> **EXERCISE REQUIREMENTS**:
List each line in the records below that contains the string "crust".
═══ DATA SHOWN
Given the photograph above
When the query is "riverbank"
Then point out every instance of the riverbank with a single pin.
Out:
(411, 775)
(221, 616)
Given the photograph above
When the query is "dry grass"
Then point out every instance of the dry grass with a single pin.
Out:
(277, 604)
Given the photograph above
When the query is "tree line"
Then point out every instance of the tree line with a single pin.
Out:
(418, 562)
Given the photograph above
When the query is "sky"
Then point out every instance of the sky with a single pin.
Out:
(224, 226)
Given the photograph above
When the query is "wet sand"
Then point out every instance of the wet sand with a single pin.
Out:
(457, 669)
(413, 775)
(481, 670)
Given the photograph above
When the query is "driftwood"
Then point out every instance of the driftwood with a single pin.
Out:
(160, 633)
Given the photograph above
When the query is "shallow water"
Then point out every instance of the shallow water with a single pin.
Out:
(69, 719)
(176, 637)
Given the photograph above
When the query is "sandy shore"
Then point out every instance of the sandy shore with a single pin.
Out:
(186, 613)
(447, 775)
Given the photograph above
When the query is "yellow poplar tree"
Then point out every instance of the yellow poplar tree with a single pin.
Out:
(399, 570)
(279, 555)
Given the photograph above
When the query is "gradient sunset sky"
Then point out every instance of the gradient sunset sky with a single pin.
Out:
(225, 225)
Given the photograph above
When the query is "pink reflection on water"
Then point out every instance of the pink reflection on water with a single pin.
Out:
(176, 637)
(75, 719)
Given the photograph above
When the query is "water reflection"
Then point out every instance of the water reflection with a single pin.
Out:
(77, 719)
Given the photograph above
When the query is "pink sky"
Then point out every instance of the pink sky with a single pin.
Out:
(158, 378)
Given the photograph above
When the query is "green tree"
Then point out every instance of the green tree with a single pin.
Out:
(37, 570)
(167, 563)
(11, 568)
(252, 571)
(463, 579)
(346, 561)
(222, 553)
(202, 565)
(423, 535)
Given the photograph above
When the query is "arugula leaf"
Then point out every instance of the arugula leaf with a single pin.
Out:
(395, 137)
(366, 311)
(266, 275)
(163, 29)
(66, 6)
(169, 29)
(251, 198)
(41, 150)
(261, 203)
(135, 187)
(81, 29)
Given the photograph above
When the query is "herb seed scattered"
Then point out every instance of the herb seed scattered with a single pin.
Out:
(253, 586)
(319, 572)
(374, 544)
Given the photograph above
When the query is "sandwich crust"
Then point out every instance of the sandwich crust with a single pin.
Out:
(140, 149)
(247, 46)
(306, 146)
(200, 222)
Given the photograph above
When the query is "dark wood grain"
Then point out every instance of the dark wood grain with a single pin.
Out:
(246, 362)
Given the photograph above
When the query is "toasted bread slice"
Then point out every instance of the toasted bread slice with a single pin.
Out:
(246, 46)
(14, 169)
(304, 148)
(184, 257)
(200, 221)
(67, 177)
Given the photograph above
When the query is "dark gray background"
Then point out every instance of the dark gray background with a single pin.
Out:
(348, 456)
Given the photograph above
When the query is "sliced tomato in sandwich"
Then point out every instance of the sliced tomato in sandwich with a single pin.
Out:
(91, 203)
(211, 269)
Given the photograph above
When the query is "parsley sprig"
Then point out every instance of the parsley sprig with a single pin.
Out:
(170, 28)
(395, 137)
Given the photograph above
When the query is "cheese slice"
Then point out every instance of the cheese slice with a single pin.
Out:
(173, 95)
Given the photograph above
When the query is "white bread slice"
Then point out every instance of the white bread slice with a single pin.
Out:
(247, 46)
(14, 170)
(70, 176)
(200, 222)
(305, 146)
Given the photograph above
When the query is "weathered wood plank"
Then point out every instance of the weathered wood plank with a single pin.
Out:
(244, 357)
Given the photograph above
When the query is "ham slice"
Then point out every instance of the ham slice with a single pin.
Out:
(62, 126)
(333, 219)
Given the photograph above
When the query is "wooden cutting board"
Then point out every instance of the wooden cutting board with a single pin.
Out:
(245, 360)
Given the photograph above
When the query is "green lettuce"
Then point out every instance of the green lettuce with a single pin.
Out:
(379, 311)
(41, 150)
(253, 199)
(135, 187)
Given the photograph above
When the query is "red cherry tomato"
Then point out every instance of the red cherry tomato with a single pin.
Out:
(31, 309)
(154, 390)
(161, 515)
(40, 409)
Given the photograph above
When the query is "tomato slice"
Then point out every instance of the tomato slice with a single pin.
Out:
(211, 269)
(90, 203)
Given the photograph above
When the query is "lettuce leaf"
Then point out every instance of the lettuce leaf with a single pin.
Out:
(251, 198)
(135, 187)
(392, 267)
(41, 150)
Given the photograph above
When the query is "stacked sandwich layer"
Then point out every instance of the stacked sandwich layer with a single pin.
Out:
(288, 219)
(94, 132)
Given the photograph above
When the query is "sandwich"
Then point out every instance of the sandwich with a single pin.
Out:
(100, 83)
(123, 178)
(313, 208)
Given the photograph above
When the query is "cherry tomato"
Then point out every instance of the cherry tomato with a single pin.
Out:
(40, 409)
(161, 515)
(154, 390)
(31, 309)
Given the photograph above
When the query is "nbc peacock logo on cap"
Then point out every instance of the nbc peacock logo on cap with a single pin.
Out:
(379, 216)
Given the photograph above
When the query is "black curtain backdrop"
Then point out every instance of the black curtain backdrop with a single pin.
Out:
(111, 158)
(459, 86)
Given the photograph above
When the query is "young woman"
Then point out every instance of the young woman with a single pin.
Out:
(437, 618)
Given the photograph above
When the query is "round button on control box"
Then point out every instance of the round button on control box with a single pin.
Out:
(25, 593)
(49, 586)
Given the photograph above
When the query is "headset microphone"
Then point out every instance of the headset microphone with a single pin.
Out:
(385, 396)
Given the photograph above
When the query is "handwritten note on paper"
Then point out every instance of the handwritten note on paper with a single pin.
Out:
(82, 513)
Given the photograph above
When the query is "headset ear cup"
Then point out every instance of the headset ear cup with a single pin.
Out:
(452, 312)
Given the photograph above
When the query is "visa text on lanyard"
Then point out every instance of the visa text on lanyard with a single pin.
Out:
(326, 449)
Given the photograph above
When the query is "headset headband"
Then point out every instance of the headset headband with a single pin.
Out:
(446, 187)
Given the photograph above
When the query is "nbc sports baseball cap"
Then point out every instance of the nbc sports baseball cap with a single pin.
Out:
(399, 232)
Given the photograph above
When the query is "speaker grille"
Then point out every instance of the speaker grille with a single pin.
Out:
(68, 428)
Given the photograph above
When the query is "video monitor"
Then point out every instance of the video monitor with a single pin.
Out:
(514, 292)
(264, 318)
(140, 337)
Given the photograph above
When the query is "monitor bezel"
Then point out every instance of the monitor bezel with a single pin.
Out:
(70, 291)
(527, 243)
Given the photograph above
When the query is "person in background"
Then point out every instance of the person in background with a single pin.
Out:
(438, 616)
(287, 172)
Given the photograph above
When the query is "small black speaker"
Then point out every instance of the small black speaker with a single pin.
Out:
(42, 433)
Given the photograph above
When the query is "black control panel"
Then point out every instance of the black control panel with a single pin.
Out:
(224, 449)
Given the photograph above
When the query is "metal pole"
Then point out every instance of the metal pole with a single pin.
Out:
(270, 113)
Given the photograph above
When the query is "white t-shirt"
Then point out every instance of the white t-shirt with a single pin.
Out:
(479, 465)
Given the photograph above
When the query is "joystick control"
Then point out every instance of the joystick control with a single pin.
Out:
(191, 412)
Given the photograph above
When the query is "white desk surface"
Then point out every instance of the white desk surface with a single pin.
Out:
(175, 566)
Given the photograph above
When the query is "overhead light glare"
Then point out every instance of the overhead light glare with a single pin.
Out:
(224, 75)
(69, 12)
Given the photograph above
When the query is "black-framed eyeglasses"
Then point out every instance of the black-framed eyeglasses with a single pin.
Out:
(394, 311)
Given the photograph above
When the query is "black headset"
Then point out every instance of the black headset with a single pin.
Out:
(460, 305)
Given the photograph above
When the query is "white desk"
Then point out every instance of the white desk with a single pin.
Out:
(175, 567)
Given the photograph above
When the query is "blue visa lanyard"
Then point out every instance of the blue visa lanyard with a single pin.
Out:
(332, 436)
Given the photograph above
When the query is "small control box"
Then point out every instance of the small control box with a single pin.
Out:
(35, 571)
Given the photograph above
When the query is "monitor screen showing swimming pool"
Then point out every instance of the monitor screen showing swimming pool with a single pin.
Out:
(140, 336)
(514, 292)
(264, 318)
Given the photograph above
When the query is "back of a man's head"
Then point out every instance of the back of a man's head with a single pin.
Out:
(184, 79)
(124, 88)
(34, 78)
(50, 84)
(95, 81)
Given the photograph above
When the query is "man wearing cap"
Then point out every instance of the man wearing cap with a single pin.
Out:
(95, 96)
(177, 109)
══════
> **COMPLETED TASK**:
When the query is "sandwich crust"
Then point out every instance of the sandwich crust with a single pin.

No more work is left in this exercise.